**WHAT THIS TASK INVOLVES:** The records underneath are to be repeated exactly, with the pictures left out.

**RECORDS FOR THIS TASK:**
********

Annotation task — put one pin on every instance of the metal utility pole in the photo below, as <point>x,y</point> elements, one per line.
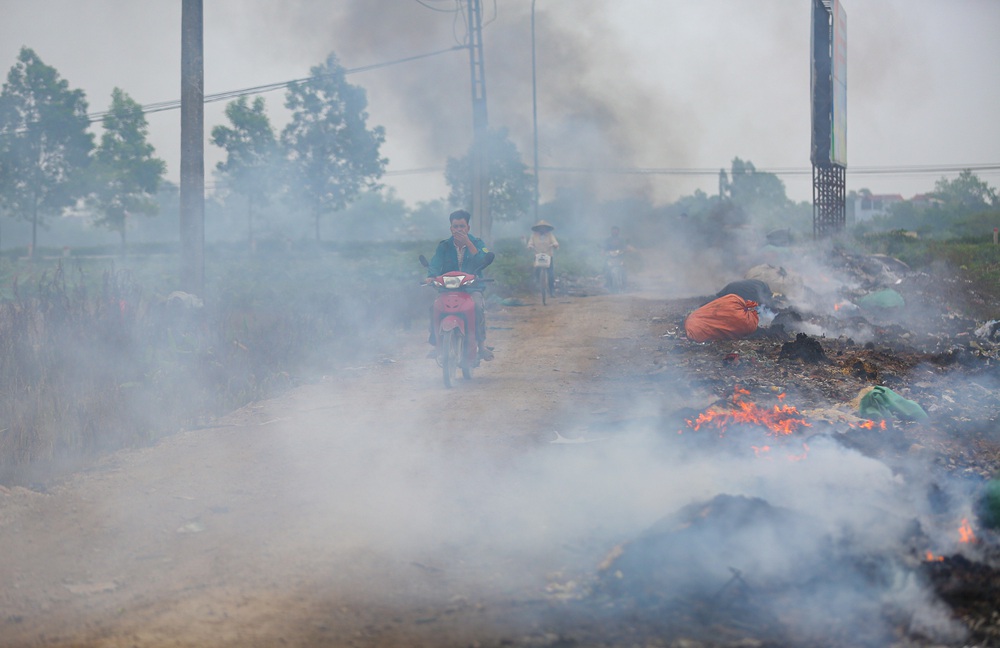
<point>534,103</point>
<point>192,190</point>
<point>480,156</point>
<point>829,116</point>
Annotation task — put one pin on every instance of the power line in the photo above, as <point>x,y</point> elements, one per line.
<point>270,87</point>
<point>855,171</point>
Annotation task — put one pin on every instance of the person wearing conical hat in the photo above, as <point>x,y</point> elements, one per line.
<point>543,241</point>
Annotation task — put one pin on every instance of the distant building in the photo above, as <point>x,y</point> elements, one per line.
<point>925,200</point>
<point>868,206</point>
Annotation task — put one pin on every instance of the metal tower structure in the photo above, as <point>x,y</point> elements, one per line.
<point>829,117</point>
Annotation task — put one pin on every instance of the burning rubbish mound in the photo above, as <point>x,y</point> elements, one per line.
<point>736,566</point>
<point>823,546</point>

********

**TASK RESULT:**
Annotation task — put one pin on every instance of the metal utility pole in the photo below, as <point>x,y</point> elements, one per line.
<point>534,103</point>
<point>192,190</point>
<point>480,156</point>
<point>829,116</point>
Annotation task — put one pin on every instance of the power line in the photo above, as <point>x,y</point> elements, one per line.
<point>270,87</point>
<point>855,171</point>
Annotation task — put one pin on every instance of the person wearing conical hat in the photo above, as <point>x,y</point> elements, one per line.
<point>543,241</point>
Annotation task — put one pin on every instance of the distant building in the photo above, as <point>x,y</point> elements, one per line.
<point>925,200</point>
<point>868,206</point>
Annotation task — put one pin on every instance of the metal tower structure in the photo above, as <point>x,y</point> elements, one per line.
<point>829,117</point>
Annotation task — put one pin on every instance of the burning rubbish mound in the photo above, as <point>x,y</point> elements, one per line.
<point>736,566</point>
<point>823,546</point>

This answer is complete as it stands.